• What you are asked to do: Each line holding the string "below" is to be copied from the data.

---- Task input

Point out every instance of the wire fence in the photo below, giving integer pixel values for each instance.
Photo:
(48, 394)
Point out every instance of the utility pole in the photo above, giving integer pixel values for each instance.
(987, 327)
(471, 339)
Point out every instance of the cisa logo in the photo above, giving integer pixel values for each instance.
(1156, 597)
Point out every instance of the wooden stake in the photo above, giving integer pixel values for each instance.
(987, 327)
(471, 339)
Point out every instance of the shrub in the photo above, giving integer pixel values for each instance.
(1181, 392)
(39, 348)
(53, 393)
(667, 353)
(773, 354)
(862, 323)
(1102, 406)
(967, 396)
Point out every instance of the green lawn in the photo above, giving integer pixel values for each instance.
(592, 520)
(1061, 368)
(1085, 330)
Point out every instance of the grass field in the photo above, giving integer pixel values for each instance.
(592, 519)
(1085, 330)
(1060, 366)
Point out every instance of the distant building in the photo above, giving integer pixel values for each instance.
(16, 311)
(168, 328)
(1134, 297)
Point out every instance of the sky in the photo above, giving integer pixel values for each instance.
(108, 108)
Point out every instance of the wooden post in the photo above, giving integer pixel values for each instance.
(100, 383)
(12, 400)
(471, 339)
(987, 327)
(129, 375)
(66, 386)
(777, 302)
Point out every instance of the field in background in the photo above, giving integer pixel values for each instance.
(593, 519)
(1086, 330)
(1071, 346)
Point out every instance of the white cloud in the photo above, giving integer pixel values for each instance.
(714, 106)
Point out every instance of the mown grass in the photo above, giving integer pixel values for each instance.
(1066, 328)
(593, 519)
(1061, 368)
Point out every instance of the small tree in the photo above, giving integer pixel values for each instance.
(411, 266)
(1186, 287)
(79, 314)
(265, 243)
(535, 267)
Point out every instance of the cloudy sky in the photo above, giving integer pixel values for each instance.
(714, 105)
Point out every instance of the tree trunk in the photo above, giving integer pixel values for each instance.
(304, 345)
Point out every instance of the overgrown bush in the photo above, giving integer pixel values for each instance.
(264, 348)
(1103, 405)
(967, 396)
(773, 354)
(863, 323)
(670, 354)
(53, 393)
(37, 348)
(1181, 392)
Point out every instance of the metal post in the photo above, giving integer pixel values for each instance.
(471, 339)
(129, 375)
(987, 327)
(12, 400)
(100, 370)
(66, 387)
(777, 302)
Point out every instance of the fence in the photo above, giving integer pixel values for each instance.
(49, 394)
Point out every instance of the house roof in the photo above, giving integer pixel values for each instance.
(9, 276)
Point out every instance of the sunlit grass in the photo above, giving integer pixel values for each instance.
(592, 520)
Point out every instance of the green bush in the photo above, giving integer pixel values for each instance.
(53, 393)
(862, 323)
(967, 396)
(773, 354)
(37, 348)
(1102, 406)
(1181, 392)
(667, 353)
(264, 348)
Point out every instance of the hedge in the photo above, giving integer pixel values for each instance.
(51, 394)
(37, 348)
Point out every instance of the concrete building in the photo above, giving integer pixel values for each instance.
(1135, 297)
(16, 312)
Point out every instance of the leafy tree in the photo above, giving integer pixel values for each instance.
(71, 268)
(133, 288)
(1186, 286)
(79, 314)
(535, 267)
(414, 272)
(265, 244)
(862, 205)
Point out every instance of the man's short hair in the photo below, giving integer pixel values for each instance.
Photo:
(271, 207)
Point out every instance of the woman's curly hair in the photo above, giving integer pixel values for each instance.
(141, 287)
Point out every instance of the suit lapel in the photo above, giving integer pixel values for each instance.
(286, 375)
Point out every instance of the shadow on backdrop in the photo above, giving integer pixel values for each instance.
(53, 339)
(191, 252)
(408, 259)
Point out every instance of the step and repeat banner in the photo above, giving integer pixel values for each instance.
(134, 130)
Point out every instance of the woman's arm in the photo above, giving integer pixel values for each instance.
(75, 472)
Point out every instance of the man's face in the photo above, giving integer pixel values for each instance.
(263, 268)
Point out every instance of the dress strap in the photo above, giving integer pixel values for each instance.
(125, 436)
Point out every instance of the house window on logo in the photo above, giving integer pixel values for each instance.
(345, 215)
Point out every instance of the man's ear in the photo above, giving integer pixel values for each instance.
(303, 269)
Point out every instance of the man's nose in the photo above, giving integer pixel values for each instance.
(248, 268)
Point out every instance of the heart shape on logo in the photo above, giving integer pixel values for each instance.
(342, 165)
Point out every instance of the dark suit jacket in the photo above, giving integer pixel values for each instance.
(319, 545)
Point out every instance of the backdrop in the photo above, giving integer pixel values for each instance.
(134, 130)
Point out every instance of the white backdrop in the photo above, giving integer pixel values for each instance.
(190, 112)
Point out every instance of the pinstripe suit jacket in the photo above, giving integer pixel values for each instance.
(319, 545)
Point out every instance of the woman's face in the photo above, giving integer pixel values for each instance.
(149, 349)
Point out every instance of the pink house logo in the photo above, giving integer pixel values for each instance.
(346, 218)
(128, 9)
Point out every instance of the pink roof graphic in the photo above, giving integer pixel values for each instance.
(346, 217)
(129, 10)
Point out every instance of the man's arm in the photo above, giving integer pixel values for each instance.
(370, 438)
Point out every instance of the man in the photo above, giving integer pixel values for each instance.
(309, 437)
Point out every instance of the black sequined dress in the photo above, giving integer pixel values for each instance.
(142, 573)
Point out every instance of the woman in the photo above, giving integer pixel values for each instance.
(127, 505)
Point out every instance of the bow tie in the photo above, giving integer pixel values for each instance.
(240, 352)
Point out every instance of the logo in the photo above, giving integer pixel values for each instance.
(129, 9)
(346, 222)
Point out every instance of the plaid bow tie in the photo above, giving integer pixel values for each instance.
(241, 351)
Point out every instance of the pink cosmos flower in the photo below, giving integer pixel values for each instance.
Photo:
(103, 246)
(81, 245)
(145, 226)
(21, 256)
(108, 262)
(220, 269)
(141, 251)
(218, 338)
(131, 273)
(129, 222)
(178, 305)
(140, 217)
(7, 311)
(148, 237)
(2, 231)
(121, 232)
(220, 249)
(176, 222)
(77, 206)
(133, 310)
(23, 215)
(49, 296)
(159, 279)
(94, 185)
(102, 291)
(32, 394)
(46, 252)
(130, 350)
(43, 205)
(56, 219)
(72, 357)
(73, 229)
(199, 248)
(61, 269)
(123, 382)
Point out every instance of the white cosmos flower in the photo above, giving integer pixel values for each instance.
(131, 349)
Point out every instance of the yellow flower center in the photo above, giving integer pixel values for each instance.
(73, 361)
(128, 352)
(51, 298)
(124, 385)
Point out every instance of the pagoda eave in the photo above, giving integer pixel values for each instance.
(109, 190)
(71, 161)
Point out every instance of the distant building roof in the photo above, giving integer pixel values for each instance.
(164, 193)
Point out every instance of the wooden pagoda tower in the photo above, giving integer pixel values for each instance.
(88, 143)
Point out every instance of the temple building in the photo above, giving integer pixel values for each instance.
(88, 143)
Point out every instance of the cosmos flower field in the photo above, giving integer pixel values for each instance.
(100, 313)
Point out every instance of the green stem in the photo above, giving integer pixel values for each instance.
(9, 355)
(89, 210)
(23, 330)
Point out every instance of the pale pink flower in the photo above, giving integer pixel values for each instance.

--------

• Solution to this problem:
Point out every instance of the wire fence in the photo below, giving integer pixel values for each instance.
Point out every instance of the man's short hair in the photo below, giving integer pixel values for each instance.
Point out every instance of the pink cosmos flower in the photo below, giving integer pixel values for each instance.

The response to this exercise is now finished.